- _TEXTABSCHNITT_
***
Im Kino

Scharf gegenkalkuliert

Die Filmkolumne. Von Thomas Groh, Ekkehard Knörer
16.03.2009. Die vielfach oscargekrönte Manier, in der sich Danny Boyle indischer Realität zu nähern behauptet, ist in "Slumdog Millionär" nun auch in deutschen Kinos zu bewundern. Und Guy Ritchie versucht sich in "RocknRolla" völlig Oscar-unverdächtig an der Neuauflage von Altbewährtem.

Vikas Swarup, der Autor der englischsprachigen indischen Romanvorlage zum Film "Slumdog Millionär" (Originaltitel: "Q & A") ist Diplomat. Ich habe den Roman nicht gelesen, aber dem Film, der auf seiner Grundlage entstand, ist die landeskundlich vermittelnde Absicht auf die Stirn geschrieben. Er nimmt sich im Grunde wie die streberhafte Antwort westlicher Filmemacher auf die schon falsch gestellte Frage aus, wie sich einem westlichen Publikum die indische Gegenwart darreichen lässt, ohne dass das Ganze zur Zumutung wird. Und zwar: ästhetisch (kein Bollywood!), sozial (Elend, aber attraktiv) und im Hinblick auf die Gesamtbotschaft (Happy End).

Ausgesprochen clever gehen Buch und Film die selbst gestellte Aufgabe an. Das gilt zuerst und zuletzt für den in seiner Cleverness allerdings schon wieder ärgerlichen zentralen Spannungs-Clou des Films: Dessen Held Jamal Malik, der buchstäblich aus der Scheiße kam, sitzt im Quiz-Stuhl und hat, das ist der Rahmen, aus dem die Erzählung nicht fällt, die entscheidende Millionenfrage vor Augen. Ganz setzt "Slumdog Millionär" auf die Verständlichkeit und Wiedererkennbarkeit der globalen Marke: Das auch in Indien höchst erfolgreiche Produkt "Wer wird Millionär?" funktioniert und jinglet, das setzt die britische Erfinderfirma Celador weltweit so durch, überall auf die identische Weise. Das nur zu bekannte Fernseh-Franchise ist und bleibt bis fast zuletzt die Halt versprechende Kontrastfolie zum Authentizitätsversprechen, das der Film innerhalb dieses Rahmens gibt. (Den eigentlichen Quizmaster, Superstar Shah Rukh Khan, hat Boyle für seinen Film naturgemäß nicht gewinnen können. An seine Stelle tritt Anil Kapoor, der als eifersüchtiger Aufsteiger-Schurke figuriert.)
***
- _KURZE AUFGABE A_
Wer übernimmt laut der Filmkolumne in „Slumdog Millionär“ den Platz des eigentlichen Quizmasters Shah Rukh Khan?
- _KURZE AUFGABE B_
Aktualisiere in der Filmkolumne alles von "Scharf gegenkalkuliert" bis hinunter zu "Neuauflage von Altbewährtem.", indem du "Altbewährtem" durch "längst Bekanntem" ersetzt.
- _KURZE AUFGABE C_
Führe die Filmkolumne über „Slumdog Millionär“ im Anschluss an ihren letzten Satz weiter.

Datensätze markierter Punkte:
***
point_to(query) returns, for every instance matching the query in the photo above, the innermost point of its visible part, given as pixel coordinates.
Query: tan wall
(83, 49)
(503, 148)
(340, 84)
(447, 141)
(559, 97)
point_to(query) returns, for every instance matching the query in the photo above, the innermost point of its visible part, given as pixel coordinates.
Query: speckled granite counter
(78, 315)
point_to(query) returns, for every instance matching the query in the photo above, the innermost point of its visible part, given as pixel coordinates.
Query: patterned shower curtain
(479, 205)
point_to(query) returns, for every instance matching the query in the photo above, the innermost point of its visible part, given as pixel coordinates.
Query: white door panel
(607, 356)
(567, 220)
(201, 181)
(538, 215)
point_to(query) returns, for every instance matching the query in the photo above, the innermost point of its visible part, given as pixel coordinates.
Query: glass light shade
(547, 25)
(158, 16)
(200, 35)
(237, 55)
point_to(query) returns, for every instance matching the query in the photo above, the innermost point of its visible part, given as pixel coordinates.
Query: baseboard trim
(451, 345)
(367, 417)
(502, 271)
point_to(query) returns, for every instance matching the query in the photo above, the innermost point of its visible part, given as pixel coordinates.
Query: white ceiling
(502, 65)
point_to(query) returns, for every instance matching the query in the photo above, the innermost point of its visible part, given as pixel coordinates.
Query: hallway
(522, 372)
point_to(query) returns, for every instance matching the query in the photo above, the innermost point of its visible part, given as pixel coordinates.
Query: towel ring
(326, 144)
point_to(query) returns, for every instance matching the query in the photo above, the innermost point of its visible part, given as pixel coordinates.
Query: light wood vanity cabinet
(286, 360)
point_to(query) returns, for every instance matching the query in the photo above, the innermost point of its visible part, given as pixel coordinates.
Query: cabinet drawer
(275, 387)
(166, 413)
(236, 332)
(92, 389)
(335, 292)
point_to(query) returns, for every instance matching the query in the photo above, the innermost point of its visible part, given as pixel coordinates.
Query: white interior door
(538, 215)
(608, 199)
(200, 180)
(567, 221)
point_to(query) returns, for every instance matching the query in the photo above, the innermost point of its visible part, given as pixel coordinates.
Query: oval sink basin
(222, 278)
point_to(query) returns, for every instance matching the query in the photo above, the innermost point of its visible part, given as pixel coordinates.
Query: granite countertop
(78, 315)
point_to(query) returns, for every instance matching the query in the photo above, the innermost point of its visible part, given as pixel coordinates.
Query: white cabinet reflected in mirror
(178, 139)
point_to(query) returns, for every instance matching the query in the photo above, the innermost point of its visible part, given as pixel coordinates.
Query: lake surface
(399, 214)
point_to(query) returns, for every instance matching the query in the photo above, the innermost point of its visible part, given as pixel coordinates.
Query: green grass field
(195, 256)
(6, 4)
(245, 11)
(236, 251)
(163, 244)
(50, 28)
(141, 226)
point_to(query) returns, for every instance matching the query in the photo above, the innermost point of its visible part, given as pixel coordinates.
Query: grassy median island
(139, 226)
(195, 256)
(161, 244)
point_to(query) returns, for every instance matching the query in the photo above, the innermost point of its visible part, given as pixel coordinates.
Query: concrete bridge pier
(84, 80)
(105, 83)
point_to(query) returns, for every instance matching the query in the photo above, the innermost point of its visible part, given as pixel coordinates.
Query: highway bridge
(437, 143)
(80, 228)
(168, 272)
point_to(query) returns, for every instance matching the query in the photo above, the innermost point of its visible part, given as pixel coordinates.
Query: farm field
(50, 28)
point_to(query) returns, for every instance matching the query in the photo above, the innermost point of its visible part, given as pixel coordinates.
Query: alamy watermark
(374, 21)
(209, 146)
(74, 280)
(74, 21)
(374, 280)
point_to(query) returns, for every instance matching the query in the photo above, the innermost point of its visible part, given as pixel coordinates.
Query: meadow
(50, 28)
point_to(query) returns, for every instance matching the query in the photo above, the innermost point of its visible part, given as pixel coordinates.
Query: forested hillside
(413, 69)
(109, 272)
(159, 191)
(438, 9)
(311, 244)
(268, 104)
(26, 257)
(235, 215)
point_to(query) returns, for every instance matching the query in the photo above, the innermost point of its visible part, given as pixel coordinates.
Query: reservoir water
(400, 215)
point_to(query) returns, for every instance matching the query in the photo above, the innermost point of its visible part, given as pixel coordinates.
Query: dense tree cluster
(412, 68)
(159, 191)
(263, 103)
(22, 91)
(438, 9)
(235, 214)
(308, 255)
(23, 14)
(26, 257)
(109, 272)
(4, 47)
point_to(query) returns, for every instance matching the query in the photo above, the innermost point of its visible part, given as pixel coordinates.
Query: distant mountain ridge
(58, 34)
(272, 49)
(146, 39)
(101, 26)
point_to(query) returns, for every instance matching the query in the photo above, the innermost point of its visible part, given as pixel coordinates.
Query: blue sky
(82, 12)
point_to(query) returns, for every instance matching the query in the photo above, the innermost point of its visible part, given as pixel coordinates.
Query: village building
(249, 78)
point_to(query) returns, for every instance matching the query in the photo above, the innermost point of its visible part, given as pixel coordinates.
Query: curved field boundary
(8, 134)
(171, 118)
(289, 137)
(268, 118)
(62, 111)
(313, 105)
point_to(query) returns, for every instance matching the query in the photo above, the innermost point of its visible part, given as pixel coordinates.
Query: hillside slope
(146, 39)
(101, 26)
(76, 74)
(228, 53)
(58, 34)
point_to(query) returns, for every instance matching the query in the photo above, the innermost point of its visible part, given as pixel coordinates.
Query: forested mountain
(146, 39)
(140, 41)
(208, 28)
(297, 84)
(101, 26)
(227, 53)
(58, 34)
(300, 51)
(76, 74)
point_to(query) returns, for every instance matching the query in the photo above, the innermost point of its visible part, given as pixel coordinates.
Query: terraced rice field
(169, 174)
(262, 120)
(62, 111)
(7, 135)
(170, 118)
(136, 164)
***
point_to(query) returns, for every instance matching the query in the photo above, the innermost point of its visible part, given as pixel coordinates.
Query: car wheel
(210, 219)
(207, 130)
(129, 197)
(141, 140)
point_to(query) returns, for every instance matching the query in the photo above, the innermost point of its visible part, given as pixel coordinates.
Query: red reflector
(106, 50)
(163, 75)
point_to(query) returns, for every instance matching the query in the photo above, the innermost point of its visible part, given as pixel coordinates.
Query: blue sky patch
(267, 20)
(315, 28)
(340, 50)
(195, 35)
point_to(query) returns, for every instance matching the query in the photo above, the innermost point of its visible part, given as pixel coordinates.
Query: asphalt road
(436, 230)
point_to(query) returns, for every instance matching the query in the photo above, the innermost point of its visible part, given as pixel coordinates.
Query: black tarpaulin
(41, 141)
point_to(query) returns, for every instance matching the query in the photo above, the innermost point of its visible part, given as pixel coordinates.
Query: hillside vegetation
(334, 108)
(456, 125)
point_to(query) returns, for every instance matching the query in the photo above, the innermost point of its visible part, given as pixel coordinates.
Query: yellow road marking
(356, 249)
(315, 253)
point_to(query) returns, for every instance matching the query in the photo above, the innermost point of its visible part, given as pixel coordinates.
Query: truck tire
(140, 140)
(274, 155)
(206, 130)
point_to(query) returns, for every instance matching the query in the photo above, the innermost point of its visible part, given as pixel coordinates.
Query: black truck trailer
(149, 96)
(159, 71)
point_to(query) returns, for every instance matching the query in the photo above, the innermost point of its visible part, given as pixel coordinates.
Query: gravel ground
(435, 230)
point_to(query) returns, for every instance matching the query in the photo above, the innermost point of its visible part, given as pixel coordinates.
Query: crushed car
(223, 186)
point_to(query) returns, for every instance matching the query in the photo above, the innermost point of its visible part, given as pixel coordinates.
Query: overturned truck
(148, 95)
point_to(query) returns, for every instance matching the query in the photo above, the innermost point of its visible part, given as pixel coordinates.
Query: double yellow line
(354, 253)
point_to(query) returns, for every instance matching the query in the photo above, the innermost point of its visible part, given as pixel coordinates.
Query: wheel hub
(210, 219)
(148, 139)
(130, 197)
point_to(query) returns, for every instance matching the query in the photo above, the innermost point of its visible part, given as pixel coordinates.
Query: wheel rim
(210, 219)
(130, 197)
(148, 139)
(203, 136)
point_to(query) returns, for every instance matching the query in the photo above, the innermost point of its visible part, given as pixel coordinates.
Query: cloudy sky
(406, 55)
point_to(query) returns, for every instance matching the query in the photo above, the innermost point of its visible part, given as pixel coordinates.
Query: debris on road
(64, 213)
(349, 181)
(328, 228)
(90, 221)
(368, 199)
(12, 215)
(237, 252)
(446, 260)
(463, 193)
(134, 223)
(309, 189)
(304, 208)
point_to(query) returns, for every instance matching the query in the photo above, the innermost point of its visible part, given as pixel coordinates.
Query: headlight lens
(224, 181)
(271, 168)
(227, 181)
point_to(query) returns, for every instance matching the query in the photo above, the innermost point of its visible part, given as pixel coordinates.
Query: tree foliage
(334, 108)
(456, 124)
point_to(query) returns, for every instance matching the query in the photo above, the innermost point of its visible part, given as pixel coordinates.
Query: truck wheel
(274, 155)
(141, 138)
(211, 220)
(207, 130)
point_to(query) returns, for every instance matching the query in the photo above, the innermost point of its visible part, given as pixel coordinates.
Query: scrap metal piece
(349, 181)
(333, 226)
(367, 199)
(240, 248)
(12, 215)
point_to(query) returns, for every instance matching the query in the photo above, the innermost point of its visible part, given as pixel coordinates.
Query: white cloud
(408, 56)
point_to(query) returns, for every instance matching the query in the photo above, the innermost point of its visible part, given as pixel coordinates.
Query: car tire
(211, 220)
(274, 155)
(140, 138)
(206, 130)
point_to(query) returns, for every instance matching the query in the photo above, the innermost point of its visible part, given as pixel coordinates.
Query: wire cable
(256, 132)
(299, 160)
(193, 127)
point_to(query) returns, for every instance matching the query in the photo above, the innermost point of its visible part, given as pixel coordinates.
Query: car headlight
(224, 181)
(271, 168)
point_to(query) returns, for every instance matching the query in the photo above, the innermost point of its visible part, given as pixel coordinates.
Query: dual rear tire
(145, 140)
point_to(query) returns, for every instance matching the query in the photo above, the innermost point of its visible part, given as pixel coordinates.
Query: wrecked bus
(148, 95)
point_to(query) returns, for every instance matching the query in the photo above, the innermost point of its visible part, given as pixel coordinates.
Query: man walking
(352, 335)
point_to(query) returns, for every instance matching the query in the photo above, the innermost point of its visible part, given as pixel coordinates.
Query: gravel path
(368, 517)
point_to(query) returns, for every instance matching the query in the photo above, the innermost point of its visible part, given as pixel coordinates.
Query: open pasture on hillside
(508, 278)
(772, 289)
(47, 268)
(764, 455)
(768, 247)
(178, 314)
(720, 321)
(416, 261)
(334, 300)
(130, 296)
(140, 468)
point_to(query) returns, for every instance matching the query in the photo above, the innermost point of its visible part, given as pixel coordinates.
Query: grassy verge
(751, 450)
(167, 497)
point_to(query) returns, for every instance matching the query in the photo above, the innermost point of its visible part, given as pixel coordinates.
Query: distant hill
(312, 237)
***
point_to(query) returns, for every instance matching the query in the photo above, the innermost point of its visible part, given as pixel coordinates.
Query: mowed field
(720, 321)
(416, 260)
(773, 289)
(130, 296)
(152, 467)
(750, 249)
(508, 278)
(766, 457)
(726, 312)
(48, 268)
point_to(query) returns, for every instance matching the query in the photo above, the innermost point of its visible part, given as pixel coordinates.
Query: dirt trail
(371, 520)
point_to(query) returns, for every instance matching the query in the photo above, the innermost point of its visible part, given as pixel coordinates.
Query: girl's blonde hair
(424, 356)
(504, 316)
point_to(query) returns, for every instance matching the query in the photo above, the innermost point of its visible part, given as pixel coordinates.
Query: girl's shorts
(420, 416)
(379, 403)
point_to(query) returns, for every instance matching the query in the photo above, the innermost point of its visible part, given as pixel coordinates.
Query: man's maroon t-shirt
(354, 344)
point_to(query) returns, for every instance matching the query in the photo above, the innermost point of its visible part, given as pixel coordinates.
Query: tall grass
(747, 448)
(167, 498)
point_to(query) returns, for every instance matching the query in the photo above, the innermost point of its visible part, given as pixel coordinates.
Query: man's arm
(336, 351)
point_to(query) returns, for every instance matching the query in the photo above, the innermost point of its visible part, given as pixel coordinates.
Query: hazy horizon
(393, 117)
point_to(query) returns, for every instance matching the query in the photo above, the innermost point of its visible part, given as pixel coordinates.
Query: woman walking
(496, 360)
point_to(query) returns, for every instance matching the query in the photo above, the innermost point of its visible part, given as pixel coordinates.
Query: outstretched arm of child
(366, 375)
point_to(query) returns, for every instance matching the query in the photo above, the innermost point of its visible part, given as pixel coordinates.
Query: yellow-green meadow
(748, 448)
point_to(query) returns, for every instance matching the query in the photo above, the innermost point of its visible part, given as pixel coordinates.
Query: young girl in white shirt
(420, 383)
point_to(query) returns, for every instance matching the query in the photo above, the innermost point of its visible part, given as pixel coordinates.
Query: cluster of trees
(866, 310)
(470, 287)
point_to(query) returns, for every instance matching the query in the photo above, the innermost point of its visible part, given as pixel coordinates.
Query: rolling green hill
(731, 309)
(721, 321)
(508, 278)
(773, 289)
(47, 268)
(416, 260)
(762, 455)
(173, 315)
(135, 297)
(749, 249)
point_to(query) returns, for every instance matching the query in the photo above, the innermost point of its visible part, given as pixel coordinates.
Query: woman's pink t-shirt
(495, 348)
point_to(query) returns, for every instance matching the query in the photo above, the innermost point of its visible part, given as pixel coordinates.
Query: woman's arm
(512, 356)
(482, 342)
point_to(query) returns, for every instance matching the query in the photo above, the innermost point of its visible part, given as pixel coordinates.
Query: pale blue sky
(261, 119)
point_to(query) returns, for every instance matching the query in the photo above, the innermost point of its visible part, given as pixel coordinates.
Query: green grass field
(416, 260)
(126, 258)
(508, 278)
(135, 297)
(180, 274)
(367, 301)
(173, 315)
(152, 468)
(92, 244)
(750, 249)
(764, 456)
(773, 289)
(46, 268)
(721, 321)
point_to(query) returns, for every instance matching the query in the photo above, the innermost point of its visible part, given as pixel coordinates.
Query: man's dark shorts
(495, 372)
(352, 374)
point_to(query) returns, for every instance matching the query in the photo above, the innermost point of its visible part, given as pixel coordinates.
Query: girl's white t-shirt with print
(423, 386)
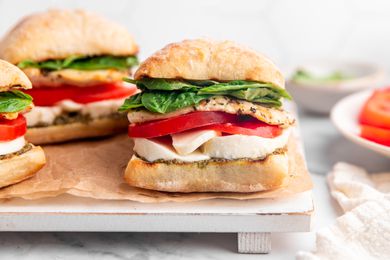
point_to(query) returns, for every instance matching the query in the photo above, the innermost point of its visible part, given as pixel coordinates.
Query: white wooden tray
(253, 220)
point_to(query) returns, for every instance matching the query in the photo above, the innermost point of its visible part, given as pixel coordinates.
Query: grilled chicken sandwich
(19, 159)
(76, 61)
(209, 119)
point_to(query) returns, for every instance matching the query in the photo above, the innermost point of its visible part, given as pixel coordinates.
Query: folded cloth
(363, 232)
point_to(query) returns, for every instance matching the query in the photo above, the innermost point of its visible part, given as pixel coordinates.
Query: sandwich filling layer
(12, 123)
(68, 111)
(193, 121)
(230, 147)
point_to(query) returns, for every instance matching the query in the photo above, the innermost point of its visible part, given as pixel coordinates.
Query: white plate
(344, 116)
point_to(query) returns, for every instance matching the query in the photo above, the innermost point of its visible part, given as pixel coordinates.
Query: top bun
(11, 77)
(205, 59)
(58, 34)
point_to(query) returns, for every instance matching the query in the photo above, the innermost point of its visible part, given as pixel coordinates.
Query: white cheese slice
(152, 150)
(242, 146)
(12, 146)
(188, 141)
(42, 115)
***
- _ENDERGEBNIS A_
Anil Kapoor

- _ENDERGEBNIS B_
Scharf gegenkalkuliert

Die Filmkolumne. Von Thomas Groh, Ekkehard Knörer
16.03.2009. Die vielfach oscargekrönte Manier, in der sich Danny Boyle indischer Realität zu nähern behauptet, ist in "Slumdog Millionär" nun auch in deutschen Kinos zu bewundern. Und Guy Ritchie versucht sich in "RocknRolla" völlig Oscar-unverdächtig an der Neuauflage von längst Bekanntem.

- _ENDERGEBNIS C_
Die Realismusbehauptung wird beglaubigt, wie sich das als spätes Erbe des Verite-Dokumentarismus gehört, durch die von Hand geführte Kamera, die sich durch nicht gänzlich durchinszenierte Räume bewegt. Hier: die Slums von Mumbai, in die die Geschichte ihrem Aufsteiger-Helden Jamal Malik folgt. Das Elendstouristische daran glaubt Danny Boyle in bewährter Manier durch Drastik in die Flucht schlagen zu können. Das Selbstzitat aus "Trainspotting" kommt ihm im Kulturvergleich dabei allzu recht. Jamal plumpst, um seinem Idol Amitabh Bachchan nahe sein zu können, ins Klo. Stinkend teilt sein Gestank die Massen wie Jahwe für Moses das Rote Meer (und wie die Kamera die Slumbewohnerschaft) und bekommt, wie der Film dann seine Oscars, sein Autogramm.


Dies ist eine der Episoden, aus deren in letzter Konsequenz pittoresker Reihung "Slumdog Millionär" besteht. Gereiht werden sie ganz mechanisch entlang des Quiz-Fadens. Jede der Fragen, die Jamal Malik beantworten muss - und kann - verweist auf ein Kapitel aus seinem Leben. Das beginnt mit einer Frage eben nach einem Film mit Amitabh Bachchan; des weiteren geht es zum Beispiel um den Tod seiner Mutter bei Hindu-Muslim-Auseinandersetzungen; alles ist von landeskundlicher Relevanz und eben darum vermittlungstechnischer Penetranz. Dazu kommt, als Handlungsgerüst innerhalb des Rahmens, eine Dreiecks-Liebesgeschichte, die immerzu direkt auf die "Drei Musketiere" anspielt (mit einer unerwarteten Pointe in der letzten Quiz-Frage), aber durchaus auch auf Raj Kapoors Dreiecks-Klassiker "Sangam" (1964) verweist.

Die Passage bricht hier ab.